> _WHAT THE TASK ASKS_
Repeat all of the entries, please, keeping each line exact.
┌─ PROVIDED DATA
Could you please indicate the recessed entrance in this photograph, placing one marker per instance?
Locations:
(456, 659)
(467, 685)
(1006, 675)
└─
> _REPLY TO THE EXERCISE_
Could you please indicate the recessed entrance in this photograph, placing one marker per instance?
Locations:
(456, 659)
(467, 685)
(1006, 675)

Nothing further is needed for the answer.